*Stored data:*

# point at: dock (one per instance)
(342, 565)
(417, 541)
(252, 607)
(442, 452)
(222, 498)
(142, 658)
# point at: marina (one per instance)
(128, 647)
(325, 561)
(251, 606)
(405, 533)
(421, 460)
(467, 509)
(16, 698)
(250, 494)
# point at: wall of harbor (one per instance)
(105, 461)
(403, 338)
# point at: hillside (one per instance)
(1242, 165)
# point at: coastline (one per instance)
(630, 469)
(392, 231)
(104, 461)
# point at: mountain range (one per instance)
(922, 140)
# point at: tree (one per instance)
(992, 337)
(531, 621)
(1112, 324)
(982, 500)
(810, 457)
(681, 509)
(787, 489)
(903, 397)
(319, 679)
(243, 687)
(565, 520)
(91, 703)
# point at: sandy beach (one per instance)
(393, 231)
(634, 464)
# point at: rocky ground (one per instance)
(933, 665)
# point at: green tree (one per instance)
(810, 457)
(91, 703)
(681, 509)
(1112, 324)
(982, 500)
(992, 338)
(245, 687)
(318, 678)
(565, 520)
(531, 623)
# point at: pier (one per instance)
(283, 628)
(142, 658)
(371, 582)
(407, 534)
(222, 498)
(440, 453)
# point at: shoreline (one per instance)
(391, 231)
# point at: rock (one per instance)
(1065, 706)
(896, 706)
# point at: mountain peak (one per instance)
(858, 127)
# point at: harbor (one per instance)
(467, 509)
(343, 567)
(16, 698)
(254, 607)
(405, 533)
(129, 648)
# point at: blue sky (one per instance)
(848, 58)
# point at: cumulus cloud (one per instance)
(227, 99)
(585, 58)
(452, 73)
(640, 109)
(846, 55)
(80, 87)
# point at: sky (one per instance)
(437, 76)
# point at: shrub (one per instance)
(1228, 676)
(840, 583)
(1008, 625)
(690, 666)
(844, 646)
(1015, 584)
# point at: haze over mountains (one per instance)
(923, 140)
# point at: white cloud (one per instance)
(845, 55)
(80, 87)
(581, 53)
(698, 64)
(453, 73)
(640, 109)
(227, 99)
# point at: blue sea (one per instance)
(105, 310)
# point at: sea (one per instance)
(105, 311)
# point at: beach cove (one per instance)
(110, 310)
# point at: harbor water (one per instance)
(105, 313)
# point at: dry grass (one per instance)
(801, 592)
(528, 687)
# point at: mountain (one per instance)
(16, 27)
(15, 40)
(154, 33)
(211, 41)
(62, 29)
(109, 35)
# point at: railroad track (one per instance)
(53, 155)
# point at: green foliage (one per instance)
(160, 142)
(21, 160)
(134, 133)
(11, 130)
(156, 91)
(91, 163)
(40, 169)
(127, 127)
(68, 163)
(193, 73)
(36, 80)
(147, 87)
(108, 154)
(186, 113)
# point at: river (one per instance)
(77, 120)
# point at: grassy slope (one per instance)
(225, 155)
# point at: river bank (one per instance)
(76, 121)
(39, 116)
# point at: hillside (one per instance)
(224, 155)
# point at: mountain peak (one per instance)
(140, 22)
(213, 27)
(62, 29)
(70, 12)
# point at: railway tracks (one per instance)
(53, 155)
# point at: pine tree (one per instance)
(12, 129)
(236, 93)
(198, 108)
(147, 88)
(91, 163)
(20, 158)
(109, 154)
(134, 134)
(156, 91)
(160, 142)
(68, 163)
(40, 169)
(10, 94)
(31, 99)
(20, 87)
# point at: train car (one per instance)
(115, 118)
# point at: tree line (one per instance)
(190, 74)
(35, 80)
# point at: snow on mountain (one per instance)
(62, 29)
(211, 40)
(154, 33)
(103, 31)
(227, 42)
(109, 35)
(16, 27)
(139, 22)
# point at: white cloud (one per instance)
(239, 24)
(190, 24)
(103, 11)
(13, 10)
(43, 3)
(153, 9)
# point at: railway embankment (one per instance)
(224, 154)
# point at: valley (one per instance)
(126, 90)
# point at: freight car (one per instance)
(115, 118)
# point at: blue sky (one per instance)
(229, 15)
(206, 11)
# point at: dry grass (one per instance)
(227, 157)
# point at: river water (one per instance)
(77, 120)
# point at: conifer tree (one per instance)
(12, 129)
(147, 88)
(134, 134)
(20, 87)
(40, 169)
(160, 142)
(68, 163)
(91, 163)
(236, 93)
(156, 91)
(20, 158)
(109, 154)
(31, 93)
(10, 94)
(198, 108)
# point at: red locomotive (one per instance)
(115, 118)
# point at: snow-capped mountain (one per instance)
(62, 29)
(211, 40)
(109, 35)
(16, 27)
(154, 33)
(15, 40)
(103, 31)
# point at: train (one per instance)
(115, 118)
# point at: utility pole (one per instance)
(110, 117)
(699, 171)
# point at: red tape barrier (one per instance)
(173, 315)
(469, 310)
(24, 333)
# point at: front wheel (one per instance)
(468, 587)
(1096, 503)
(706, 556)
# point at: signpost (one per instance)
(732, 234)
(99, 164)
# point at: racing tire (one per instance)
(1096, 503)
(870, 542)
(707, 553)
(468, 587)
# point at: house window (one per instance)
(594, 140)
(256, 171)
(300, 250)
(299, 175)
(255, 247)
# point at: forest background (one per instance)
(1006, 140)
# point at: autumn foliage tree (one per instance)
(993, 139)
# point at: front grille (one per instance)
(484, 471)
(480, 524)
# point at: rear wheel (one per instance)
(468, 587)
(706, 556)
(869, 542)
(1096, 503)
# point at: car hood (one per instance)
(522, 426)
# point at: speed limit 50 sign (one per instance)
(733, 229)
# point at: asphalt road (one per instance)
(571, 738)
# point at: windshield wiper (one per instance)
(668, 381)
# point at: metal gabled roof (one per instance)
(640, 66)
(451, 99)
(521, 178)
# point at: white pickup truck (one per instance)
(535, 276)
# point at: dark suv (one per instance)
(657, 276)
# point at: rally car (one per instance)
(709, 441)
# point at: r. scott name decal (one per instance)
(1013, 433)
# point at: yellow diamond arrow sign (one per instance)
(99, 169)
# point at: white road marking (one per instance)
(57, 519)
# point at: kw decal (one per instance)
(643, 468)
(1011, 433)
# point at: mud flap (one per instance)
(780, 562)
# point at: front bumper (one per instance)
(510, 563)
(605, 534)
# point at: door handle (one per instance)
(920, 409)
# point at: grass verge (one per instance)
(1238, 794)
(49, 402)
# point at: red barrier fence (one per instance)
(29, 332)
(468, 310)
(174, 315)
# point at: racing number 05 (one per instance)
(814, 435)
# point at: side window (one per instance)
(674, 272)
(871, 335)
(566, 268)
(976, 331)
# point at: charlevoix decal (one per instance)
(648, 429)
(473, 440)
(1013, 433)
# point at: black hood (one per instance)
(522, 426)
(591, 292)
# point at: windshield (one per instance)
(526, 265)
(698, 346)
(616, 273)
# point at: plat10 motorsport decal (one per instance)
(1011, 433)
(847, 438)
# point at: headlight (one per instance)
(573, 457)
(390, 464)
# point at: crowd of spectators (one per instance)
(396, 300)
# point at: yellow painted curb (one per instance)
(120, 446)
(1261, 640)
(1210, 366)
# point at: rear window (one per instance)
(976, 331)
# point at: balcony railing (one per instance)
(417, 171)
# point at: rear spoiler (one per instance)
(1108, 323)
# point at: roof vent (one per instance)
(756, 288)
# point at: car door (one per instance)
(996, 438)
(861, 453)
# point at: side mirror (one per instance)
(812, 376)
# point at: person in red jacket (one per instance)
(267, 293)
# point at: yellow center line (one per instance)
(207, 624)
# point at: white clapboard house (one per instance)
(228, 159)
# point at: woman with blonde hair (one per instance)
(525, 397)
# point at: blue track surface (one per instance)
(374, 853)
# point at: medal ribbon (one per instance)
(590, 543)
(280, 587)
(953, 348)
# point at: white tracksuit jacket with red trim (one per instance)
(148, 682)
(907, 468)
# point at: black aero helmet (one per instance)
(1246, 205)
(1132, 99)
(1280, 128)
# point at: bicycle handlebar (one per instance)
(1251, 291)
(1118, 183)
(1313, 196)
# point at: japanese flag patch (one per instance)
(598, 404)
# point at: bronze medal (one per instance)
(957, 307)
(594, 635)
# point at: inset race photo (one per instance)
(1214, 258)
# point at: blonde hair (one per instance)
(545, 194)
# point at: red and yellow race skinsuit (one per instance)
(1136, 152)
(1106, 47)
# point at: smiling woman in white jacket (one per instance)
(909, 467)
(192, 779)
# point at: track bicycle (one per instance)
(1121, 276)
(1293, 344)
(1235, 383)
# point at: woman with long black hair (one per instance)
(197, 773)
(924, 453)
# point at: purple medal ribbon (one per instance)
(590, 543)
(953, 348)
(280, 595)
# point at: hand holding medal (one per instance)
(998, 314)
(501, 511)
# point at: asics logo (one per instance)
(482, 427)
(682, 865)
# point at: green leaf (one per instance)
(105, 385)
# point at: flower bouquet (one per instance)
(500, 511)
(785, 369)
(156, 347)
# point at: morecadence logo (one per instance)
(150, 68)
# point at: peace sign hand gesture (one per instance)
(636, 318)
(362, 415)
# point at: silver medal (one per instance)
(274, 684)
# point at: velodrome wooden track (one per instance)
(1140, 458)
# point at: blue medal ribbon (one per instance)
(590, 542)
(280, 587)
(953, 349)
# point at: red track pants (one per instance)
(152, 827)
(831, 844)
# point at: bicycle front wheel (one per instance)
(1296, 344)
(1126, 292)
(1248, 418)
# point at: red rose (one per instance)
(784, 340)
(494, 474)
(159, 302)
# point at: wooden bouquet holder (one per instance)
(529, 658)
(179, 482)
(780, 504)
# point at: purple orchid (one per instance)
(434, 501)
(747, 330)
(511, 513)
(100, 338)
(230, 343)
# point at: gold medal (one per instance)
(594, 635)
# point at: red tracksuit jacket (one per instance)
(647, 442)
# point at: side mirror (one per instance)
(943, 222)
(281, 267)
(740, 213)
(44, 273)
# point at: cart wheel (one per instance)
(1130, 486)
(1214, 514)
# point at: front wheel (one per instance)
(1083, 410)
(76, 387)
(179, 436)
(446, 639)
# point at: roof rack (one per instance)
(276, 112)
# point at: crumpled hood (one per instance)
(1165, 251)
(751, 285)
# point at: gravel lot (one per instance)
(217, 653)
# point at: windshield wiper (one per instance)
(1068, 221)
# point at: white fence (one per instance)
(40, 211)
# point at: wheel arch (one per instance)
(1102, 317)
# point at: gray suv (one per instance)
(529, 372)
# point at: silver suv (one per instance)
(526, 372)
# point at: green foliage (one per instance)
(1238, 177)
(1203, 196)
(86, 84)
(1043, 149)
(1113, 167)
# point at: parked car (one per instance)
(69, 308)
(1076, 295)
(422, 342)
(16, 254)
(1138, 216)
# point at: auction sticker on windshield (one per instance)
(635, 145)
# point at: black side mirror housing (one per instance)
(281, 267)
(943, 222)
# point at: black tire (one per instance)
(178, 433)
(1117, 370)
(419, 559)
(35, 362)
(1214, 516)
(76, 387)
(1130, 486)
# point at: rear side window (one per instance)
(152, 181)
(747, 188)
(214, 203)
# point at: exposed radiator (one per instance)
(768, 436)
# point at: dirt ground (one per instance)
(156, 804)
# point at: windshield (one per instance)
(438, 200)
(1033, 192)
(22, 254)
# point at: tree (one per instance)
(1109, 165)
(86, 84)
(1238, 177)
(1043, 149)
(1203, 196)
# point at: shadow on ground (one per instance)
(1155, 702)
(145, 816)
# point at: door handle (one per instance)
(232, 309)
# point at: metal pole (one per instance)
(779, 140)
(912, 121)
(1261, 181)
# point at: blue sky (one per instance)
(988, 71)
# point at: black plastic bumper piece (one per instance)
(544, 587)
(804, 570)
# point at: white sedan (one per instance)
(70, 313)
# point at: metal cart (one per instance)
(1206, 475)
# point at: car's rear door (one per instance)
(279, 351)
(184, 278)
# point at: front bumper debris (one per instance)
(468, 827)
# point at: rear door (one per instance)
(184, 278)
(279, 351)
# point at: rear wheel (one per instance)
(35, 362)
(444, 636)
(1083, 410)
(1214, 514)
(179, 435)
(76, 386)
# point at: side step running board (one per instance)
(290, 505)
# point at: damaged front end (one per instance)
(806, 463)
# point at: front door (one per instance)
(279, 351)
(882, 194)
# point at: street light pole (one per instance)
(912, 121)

*What to work on:* Quote the part of the material above that opens with the line containing "# point at: blue track" and closes with the line containing "(1280, 128)", keeping both of those lines.

*Expected answer:*
# point at: blue track surface (one per instance)
(374, 853)
# point at: medal ribbon (one per instance)
(590, 543)
(280, 587)
(953, 348)
# point at: white tracksuit jacket with red trim (one per instance)
(148, 682)
(907, 468)
# point at: black aero helmet (one per instance)
(1246, 205)
(1132, 99)
(1280, 128)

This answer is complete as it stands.